§ WHAT IS REQUIRED:
In the text on being good at writing, what is named as the first characteristic of a good writer?

Everyone writes whether they know it or not.
Some spend their days writing on forms, writing checks, and writing memos while at work. Some write on chalkboards, write on tests papers, and write on report cards.
Some write term papers, write notes in class, and write emails. Many write blogs, write in journals and write on notes left in lunch boxes. And so many more write for fun, for money or both.
But what is it that makes you good at writing? You don’t have to be a professional writer to be good at what you are doing.
Being good at writing emails, memos, and contracts will help you to succeed in your career. Being good at writing term papers, emails, and notes will help you to make good grades and graduate with a degree or other accreditation. And writing good blogs, emails, and notes for lunch boxes will help you to create memories in the minds of your children and others.
Even better, for the professional writer, writing good books, articles, and blogs can make you money, increase your exposure through marketing, and develop a credibility that will help you to be more successful at what you do.
But, once again, what makes you a god writer? There are many characteristics that increase your chances of being good at writing.
The first is a passion for what you are writing, along with patience, persistence, a desire to learn, good structure and organization, and maybe just as important, a good knowledge of proper grammar and spelling.
With all of these characteristics in tow, not only will writing become easier, and you will be more successful in your writing, but you will really start enjoying the practice, and have more fun. Let’s see why.

Coordinate annotation lines

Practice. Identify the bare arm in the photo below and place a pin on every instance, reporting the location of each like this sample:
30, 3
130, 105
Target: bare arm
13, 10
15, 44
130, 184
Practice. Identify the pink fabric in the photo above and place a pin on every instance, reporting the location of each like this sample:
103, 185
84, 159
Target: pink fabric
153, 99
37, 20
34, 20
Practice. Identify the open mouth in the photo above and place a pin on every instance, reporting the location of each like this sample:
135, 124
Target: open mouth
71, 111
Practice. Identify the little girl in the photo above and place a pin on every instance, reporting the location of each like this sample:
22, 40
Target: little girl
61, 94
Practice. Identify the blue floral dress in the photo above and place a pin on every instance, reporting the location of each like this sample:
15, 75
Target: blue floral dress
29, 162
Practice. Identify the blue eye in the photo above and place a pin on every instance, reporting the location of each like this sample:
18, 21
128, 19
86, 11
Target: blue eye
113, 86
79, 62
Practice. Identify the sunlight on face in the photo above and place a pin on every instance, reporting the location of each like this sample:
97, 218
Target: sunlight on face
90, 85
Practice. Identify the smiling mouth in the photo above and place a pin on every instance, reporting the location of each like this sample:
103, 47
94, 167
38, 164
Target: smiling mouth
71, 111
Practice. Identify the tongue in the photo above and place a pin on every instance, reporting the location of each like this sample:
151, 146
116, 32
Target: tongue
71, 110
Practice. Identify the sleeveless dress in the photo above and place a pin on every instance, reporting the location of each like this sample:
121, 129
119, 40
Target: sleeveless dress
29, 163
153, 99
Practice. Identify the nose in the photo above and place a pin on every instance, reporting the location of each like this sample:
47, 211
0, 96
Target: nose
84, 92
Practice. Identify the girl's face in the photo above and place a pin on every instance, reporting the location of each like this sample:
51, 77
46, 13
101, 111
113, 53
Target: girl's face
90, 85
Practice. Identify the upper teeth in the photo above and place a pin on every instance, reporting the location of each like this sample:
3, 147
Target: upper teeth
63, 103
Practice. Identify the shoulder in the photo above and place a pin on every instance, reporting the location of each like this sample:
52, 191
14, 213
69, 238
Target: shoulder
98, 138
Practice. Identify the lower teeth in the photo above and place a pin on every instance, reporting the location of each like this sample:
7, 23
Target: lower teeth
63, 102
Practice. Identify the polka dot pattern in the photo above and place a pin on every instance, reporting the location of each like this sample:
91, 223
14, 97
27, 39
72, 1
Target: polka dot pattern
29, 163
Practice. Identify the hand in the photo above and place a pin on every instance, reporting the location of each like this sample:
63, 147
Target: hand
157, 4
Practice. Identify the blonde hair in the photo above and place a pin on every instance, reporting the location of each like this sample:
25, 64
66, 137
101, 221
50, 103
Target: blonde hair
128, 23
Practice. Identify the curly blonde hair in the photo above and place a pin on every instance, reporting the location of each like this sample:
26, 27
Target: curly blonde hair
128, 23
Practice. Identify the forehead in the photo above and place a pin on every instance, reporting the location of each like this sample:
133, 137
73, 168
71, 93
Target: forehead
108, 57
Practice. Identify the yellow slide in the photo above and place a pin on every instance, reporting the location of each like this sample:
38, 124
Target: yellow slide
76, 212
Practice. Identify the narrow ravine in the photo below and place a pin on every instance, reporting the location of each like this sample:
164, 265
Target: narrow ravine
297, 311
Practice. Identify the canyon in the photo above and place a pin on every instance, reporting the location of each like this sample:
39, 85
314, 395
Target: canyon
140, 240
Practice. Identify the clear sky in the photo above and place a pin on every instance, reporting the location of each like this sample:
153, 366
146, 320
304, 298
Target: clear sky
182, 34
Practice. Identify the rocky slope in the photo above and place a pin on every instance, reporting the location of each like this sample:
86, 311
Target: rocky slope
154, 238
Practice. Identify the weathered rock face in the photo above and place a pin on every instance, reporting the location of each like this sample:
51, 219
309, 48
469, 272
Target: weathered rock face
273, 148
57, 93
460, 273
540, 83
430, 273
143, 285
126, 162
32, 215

§ EXERCISE RESPONSE:
A passion for what you are writing.